▸ Extrait présenté:
::::::::::
L’analyse de la Cour articule le droit exclusif conféré par la marque avec les limites posées par l’existence d’autres signes distinctifs, en l’occurrence un nom commercial. Il en ressort une protection de la marque conditionnée par sa fonction essentielle (I), qui doit néanmoins céder face à la reconnaissance d’un droit antérieur fondé sur le nom commercial (II).
I. Une protection de la marque conditionnée par sa fonction essentielle
La Cour de justice rappelle d’abord que le droit exclusif du titulaire de la marque est étendu, lui permettant de s’opposer à l’usage d’un signe similaire en tant que nom commercial (A). Elle tempère cependant immédiatement cette affirmation en soumettant cet exercice aux limites de l’usage loyal dans le commerce (B).
A. L’extension du droit exclusif du titulaire de la marque à l’usage du signe en tant que nom commercial
La Cour de justice affirme que l’usage d’un nom commercial peut être appréhendé comme l’usage d’un signe au sens de l’article 16, paragraphe 1, de l’accord ADPIC. Le droit exclusif du titulaire de la marque n’est pas limité à la seule hypothèse où un tiers utilise un signe identique ou similaire à titre de marque. Il s’étend à tout usage dans la vie des affaires qui serait susceptible de remettre en cause les fonctions de la marque. La Cour souligne que la finalité de ce droit est de « garantir aux consommateurs la provenance du produit ». Par conséquent, dès lors qu’un usage, y compris celui d’un nom commercial sur l’étiquetage d’un produit, peut créer dans l’esprit du public un lien avec le titulaire de la marque, ce dernier est en droit de l’interdire. Cette interprétation consacre une vision fonctionnelle de la protection de la marque. Peu importe la qualification juridique que le tiers donne à l’usage du signe ; ce qui importe est l’atteinte potentielle portée à la fonction essentielle de la marque. Le juge européen se place ainsi du point de vue du consommateur pour évaluer si l’usage litigieux est de nature à créer une confusion sur l’origine des produits.
::::::::::
▸ À faire:
• a. Répondez aux questions suivantes à partir de l'extrait présenté.
(i) Devant quoi la protection de la marque doit-elle céder, selon l'introduction ?
(ii) À quelles limites la Cour soumet-elle l'exercice du droit exclusif du titulaire ?
(iii) Quelle finalité la Cour attribue-t-elle à ce droit, d'après la citation reprise dans le texte ?
• b. Transcrivez fidèlement le passage de l'extrait présenté qui va de « L’analyse de la » jusqu'à « nom commercial (II). ».
::::::::::
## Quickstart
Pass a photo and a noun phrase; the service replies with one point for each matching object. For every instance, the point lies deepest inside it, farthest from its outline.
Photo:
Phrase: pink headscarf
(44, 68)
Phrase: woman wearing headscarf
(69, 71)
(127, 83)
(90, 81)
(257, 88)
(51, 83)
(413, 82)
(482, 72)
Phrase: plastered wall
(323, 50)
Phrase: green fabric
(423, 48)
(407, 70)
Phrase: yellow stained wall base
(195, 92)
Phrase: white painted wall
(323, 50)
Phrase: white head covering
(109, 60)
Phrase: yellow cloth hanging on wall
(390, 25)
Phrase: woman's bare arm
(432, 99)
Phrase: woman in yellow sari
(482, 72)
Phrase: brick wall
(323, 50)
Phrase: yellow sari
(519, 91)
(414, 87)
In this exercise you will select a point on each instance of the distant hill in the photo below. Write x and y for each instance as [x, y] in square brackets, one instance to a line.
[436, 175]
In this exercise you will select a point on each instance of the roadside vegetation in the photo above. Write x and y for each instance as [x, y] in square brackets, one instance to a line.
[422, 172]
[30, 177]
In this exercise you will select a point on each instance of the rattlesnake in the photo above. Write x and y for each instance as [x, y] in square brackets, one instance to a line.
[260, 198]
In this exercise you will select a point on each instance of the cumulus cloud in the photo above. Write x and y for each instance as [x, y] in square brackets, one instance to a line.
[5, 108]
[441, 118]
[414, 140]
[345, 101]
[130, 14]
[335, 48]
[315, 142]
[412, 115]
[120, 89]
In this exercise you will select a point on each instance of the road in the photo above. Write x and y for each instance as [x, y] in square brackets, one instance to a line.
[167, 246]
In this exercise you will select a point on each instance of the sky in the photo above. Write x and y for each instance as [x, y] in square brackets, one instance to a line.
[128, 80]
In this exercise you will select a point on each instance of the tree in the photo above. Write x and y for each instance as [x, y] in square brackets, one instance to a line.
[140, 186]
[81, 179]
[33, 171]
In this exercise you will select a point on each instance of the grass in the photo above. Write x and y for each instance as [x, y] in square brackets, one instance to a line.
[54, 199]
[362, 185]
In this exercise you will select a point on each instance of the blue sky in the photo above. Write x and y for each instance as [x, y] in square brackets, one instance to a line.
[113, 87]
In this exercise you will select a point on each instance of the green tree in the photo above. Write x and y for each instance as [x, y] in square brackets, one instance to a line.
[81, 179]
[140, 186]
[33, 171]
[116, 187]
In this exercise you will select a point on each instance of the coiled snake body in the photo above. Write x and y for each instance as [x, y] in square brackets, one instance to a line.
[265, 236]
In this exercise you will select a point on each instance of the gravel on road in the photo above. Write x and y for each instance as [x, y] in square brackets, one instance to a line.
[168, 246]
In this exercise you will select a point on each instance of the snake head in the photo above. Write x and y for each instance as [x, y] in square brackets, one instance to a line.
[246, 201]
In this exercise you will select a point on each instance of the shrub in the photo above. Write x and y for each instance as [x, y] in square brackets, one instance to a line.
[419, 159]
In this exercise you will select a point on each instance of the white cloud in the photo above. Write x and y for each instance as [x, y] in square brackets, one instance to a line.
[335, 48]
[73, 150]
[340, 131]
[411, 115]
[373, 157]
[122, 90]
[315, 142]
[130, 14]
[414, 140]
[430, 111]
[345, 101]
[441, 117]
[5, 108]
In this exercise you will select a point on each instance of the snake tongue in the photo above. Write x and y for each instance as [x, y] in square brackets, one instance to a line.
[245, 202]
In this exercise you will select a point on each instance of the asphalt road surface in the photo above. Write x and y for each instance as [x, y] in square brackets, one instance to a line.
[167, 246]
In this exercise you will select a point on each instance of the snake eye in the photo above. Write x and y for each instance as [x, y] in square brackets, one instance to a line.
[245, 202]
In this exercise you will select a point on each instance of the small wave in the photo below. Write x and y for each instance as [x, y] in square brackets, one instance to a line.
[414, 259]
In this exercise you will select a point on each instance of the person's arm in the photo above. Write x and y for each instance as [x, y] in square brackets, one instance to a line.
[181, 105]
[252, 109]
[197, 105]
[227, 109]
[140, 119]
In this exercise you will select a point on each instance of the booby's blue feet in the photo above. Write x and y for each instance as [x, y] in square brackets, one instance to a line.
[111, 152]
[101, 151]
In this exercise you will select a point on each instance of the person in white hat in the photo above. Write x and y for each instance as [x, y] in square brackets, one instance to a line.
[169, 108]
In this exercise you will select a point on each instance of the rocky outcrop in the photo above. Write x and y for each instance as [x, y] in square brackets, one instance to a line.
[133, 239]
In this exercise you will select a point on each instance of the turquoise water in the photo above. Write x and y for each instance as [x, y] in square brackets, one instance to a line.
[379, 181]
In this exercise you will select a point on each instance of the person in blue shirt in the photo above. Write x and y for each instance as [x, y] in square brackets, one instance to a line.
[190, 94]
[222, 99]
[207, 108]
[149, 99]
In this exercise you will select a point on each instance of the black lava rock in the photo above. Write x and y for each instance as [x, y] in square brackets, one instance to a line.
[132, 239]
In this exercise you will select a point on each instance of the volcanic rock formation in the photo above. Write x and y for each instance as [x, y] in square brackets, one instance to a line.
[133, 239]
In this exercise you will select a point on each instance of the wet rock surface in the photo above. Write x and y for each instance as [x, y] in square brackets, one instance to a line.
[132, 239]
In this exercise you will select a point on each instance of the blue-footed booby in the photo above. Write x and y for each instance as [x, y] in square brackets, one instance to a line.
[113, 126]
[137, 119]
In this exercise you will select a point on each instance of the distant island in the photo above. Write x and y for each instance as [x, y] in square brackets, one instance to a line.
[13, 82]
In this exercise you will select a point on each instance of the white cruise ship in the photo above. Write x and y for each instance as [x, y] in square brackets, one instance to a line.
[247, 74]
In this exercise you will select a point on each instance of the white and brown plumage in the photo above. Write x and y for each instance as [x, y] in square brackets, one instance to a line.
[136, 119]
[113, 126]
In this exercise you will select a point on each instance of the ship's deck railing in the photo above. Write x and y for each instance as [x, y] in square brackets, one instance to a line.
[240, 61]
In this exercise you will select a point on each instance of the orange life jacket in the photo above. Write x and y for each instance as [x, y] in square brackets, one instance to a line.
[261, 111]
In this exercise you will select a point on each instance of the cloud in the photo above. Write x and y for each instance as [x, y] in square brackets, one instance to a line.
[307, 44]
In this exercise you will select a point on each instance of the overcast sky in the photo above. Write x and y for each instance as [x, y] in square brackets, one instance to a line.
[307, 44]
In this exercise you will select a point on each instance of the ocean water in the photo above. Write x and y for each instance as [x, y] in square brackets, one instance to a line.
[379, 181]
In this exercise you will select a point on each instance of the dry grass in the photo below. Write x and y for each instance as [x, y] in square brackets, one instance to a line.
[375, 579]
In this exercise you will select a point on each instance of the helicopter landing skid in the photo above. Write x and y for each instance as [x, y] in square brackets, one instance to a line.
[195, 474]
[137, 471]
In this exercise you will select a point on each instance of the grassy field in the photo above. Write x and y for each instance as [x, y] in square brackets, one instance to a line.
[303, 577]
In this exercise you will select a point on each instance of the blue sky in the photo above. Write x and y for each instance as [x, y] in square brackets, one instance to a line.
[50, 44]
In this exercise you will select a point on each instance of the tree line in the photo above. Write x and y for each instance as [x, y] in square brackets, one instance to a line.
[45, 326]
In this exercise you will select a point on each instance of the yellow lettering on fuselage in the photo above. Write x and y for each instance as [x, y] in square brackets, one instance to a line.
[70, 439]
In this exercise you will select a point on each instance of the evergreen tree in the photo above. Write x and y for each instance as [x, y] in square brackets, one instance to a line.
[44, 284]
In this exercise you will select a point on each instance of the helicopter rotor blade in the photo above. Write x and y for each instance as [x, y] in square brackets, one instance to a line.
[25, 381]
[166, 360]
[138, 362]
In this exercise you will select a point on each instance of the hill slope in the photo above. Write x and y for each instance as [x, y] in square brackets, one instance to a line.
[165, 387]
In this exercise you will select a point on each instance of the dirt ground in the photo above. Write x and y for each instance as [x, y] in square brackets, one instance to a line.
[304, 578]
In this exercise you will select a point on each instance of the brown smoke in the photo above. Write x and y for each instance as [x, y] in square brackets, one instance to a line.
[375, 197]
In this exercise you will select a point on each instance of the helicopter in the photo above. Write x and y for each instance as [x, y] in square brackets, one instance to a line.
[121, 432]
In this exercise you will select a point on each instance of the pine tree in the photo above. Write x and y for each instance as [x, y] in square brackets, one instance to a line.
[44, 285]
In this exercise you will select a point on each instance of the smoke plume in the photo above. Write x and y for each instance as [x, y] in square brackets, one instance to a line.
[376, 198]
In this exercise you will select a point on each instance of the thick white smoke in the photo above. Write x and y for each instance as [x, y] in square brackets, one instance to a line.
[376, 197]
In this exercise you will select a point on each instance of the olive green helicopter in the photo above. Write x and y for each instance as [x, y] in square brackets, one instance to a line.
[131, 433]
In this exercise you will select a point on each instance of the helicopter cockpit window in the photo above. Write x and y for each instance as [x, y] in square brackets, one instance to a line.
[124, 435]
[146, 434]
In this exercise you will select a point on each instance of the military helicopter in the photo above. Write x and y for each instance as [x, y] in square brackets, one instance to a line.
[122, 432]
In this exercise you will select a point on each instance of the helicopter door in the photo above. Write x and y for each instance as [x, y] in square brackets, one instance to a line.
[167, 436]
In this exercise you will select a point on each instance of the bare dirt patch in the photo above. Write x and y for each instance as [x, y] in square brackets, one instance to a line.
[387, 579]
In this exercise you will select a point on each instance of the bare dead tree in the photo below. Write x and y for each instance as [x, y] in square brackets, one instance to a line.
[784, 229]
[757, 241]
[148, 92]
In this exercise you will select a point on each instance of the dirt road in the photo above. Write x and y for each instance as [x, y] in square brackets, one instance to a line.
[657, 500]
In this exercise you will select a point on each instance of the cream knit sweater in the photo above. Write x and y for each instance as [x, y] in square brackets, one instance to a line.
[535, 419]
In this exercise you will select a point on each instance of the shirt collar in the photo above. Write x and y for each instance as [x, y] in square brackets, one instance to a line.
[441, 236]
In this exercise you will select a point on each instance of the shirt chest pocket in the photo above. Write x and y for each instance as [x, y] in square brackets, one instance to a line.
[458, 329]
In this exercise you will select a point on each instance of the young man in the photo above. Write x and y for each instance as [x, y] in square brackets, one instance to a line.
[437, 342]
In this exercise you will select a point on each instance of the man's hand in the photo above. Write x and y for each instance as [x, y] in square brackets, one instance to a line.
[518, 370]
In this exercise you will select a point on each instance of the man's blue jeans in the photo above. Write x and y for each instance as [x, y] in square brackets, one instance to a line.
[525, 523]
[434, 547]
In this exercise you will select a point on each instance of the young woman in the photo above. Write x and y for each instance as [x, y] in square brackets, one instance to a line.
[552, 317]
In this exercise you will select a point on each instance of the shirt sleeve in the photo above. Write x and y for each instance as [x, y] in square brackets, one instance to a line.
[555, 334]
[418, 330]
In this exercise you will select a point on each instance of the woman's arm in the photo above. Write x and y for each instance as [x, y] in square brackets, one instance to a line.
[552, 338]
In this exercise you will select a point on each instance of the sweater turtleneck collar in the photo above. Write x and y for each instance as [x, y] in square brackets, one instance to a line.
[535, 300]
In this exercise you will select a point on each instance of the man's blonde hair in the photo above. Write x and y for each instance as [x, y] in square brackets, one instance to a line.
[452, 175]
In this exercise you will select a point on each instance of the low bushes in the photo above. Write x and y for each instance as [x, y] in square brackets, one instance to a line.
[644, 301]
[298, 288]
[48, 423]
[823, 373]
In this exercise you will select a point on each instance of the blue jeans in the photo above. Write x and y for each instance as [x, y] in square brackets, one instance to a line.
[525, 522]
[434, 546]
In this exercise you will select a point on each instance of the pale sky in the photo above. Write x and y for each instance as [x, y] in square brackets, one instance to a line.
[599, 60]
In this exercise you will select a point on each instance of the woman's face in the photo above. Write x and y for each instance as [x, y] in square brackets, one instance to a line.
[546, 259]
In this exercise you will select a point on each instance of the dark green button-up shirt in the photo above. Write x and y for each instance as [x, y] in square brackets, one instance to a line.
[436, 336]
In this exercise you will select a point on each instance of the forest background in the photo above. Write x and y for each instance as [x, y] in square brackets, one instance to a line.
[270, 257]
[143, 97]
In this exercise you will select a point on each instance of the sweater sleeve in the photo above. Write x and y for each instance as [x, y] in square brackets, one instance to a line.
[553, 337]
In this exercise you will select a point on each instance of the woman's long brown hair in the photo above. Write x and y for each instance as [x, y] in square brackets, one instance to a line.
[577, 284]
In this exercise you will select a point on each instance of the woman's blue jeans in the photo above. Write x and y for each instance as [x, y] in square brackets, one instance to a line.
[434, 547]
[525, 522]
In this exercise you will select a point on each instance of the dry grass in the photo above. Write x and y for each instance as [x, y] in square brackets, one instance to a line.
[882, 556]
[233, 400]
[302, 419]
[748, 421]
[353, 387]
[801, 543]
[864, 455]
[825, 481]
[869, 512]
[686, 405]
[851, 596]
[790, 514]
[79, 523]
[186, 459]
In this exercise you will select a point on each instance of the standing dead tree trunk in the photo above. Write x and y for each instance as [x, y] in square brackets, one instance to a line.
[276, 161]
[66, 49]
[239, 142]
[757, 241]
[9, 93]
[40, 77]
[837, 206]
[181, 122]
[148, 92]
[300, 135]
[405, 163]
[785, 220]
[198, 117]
::::::::::
▸ Réponses aux consignes:
• a.
(i) Devant la reconnaissance d'un droit antérieur fondé sur le nom commercial.
(ii) Aux limites de l'usage loyal dans le commerce.
(iii) « garantir aux consommateurs la provenance du produit »

• b.
L’analyse de la Cour articule le droit exclusif conféré par la marque avec les limites posées par l’existence d’autres signes distinctifs, en l’occurrence un nom commercial. Il en ressort une protection de la marque conditionnée par sa fonction essentielle (I), qui doit néanmoins céder face à la reconnaissance d’un droit antérieur fondé sur le nom commercial (II).